EXERCISE A —
Please extract the passage of the geometry proof below, starting at "In given figure" and ending at "of $\angle CAD$.", word for word.

Question

In given figure ABCD is a quadrilateral; in which AB=AD. The bisector of $\angle BAC$ and $\angle CAD$ intersect the sides BC and CD at the points E and F respectively. Prove that EF||BD.

Answer 1

Given A quadrilateral ABCD in which AB=AD and the bisectors of $\angle BAC$ and $\angle CAD$ meet the sides BC and CD at E and F respectively.
To prove EF||BD

Construction Join AC, BD and EF.

Proof In $△CAB$, AE is the bisector of $\angle BAC$.

$\therefore$ $\frac{AC}{AB}=\frac{CE}{BE}$.......(i)

In $△ACD$, AF is the bisector of $\angle CAD$.

$\therefore$ $\frac{AC}{AD}=\frac{CF}{DF}$

$\Rightarrow$ $\frac{AC}{AB}=\frac{CF}{DF}$ [$\because$ AD=AB]........(ii)

From (i) and (ii), we get

$\frac{CE}{BE}=\frac{CF}{DF}$

$\Rightarrow$ $\frac{CE}{EB}=\frac{CF}{FD}$

Thus, in $△CBD$, E and F divide the sides CB and CD respectively in the same ratio. Therefore, by the converse of Thale's Theorem, we have
$EF||BD$

INFORMATION SUPPLIED —
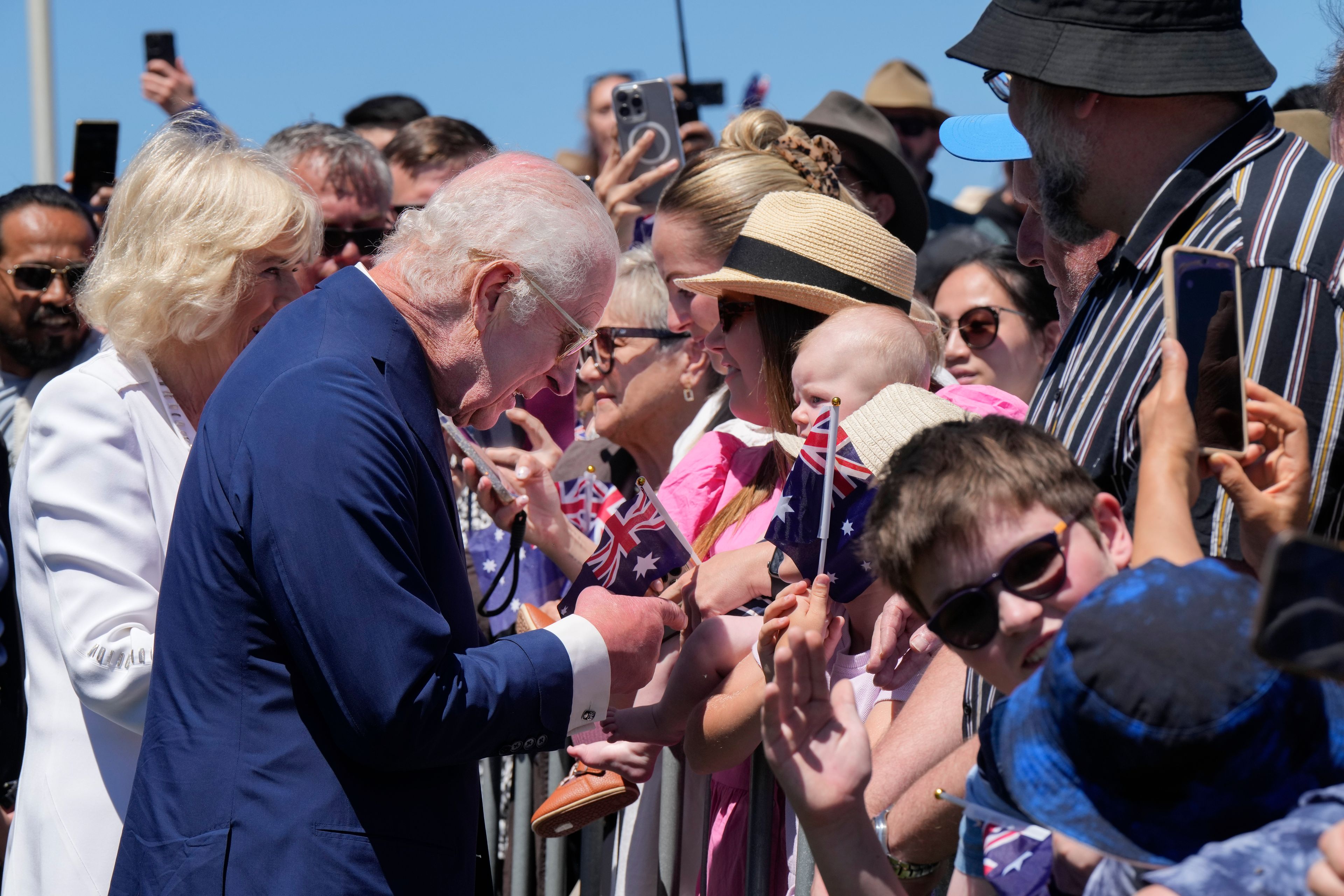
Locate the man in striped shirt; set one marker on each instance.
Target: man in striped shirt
(1144, 130)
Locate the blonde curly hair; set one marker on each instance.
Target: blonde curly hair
(193, 221)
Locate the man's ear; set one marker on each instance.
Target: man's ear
(1115, 534)
(488, 292)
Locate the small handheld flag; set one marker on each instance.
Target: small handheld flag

EXERCISE B —
Pull out each line of the rows above that contains the word "handheld", matching its case exactly.

EXPECTED OUTPUT A —
In given figure ABCD is a quadrilateral; in which AB=AD. The bisector of $\angle BAC$ and $\angle CAD$ intersect the sides BC and CD at the points E and F respectively. Prove that EF||BD.

Answer 1

Given A quadrilateral ABCD in which AB=AD and the bisectors of $\angle BAC$ and $\angle CAD$ meet the sides BC and CD at E and F respectively.
To prove EF||BD

Construction Join AC, BD and EF.

Proof In $△CAB$, AE is the bisector of $\angle BAC$.

$\therefore$ $\frac{AC}{AB}=\frac{CE}{BE}$.......(i)

In $△ACD$, AF is the bisector of $\angle CAD$.

EXPECTED OUTPUT B —
Locate the small handheld flag; set one marker on each instance.
Target: small handheld flag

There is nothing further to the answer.